## TASK DETAILS
After locating the line with "point: plant label" in the data that follows, return it and every later line exactly, up to and including the line with "point: plastic seedling".

◇ ◇ ◇ ◇

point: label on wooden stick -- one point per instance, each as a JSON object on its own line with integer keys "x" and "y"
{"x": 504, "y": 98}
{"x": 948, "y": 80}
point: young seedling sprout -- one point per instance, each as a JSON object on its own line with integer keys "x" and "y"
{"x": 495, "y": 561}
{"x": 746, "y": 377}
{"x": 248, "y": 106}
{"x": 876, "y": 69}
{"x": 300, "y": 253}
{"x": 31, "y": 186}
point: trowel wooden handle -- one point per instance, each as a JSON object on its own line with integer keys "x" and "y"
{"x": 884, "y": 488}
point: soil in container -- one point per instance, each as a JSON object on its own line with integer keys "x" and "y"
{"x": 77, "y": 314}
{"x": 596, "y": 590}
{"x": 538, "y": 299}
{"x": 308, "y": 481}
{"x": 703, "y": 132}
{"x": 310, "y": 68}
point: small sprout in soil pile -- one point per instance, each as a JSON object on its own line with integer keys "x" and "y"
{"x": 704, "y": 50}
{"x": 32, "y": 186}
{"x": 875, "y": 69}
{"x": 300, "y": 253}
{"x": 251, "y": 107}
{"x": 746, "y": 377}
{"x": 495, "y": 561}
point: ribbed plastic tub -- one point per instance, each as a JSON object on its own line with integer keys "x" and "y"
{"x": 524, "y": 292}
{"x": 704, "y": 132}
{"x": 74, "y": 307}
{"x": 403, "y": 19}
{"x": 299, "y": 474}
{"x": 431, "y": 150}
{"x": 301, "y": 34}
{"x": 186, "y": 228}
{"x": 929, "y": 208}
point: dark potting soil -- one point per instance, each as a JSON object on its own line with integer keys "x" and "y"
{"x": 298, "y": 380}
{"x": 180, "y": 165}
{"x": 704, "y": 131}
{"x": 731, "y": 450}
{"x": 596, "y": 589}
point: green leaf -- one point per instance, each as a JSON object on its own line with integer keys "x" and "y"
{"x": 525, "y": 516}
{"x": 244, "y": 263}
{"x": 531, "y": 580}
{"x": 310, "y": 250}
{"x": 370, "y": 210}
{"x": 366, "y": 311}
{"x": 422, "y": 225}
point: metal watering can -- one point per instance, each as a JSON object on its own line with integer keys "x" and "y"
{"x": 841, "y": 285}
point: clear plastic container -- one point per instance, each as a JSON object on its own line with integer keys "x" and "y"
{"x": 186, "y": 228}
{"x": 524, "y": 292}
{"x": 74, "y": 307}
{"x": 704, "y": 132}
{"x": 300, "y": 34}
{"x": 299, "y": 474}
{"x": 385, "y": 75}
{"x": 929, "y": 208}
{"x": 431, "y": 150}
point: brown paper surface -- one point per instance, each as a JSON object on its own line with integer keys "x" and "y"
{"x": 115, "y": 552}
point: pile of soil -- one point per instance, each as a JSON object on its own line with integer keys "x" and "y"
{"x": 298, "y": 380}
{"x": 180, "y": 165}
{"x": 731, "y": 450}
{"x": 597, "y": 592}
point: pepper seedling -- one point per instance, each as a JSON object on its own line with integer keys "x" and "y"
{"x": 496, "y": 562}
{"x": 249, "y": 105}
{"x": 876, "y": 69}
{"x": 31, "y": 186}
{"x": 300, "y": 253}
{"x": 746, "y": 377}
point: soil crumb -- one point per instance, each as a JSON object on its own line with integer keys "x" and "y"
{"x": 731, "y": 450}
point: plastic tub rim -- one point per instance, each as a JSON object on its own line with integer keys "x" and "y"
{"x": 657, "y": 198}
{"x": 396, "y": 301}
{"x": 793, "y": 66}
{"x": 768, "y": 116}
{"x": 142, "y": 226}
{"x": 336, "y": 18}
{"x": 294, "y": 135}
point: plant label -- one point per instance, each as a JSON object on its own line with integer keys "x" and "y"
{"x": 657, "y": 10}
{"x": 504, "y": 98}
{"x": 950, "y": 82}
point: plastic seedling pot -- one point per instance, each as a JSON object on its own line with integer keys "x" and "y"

◇ ◇ ◇ ◇

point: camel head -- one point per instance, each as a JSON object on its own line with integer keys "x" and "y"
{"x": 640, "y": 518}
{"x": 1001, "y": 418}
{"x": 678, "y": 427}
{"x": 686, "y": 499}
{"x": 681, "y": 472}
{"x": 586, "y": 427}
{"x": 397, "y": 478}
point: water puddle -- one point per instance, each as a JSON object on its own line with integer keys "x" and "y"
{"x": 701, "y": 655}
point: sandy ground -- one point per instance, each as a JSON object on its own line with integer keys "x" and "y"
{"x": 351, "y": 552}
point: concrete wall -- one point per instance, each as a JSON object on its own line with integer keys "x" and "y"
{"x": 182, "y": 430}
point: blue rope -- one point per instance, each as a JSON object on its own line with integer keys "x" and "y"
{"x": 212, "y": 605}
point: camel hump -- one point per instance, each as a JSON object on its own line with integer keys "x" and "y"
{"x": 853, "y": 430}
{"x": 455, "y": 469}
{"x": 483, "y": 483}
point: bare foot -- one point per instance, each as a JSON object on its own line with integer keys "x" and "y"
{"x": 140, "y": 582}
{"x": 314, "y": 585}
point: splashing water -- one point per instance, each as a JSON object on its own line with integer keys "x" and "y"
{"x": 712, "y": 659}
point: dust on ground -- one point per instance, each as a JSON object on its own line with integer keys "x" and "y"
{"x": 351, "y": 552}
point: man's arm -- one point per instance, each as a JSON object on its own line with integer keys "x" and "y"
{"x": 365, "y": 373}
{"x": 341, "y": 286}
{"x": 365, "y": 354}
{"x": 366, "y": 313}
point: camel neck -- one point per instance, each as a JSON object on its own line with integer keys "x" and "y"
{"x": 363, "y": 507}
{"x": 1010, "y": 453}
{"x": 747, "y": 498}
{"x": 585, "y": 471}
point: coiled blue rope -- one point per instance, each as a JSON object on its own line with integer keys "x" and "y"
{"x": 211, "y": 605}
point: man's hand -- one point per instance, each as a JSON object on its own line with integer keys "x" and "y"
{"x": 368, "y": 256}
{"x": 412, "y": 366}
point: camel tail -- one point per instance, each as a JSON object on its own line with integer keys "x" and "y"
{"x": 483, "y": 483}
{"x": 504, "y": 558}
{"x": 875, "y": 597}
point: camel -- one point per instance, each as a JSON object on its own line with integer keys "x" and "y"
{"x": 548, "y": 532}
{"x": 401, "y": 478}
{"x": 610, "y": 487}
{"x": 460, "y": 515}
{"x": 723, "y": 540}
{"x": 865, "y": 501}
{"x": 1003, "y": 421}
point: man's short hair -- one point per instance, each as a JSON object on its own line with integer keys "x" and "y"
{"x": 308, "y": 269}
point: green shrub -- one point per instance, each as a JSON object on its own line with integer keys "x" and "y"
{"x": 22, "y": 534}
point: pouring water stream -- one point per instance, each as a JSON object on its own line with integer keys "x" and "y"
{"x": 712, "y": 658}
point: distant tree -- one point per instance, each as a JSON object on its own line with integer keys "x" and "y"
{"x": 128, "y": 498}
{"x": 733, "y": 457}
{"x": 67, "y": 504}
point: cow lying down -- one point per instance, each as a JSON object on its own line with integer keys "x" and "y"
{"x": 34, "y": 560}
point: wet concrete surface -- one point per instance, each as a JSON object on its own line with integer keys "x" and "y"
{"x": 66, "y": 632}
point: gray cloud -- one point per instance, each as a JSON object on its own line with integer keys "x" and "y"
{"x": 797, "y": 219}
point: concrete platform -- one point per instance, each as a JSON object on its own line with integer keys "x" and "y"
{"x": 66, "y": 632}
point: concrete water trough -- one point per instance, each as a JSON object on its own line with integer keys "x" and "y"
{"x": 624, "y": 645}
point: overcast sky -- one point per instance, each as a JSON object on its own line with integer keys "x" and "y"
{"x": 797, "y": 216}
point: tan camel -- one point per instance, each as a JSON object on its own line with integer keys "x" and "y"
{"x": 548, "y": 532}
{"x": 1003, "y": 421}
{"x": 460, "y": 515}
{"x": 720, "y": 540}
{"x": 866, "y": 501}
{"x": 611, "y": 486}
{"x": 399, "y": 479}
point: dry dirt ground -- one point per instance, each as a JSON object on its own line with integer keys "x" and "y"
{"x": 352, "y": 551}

◇ ◇ ◇ ◇

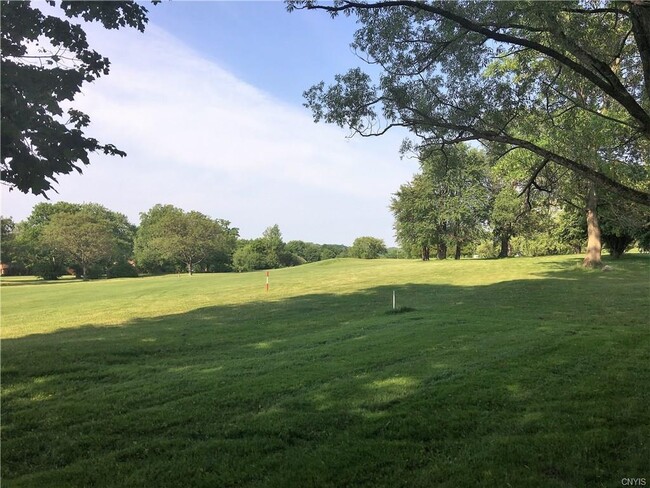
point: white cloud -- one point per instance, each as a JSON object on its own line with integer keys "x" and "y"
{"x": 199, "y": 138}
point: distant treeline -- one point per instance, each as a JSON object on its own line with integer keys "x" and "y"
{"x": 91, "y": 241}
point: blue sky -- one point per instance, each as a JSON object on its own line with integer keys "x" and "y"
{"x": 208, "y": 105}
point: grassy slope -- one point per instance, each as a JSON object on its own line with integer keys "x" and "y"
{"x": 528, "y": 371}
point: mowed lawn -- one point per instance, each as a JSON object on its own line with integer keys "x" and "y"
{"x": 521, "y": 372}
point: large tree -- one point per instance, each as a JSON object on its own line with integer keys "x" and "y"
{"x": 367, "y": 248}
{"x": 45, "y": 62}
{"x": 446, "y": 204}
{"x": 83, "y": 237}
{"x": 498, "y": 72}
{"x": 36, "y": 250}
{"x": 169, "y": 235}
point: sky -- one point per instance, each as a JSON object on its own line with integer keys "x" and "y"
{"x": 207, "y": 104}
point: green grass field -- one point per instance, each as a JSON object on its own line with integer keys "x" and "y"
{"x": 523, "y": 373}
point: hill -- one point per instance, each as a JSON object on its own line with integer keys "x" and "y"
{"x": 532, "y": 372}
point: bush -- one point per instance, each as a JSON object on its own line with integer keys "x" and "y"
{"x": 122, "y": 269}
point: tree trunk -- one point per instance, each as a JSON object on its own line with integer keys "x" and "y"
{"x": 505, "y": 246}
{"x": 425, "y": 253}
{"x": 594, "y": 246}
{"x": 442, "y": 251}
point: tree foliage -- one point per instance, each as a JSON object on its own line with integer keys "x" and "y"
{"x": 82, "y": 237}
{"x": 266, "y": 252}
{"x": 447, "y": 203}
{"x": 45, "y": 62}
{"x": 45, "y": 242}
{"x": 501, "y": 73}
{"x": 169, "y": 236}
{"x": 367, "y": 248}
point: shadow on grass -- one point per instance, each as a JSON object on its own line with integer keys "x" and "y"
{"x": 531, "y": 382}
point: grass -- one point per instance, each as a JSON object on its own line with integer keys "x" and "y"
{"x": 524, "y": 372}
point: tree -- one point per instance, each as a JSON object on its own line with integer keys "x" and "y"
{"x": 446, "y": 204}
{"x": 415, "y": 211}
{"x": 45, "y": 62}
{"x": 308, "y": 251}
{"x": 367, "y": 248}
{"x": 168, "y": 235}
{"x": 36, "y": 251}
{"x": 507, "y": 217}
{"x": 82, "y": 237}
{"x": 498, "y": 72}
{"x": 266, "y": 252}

◇ ◇ ◇ ◇

## ANSWER TO THE EXERCISE
point: plant label -- one point per instance, each as a JSON object on its own line with integer keys "x" and "y"
{"x": 657, "y": 10}
{"x": 504, "y": 98}
{"x": 950, "y": 82}
point: plastic seedling pot -- one point per instance, each as a JSON object on its own line with integer keys "x" and "y"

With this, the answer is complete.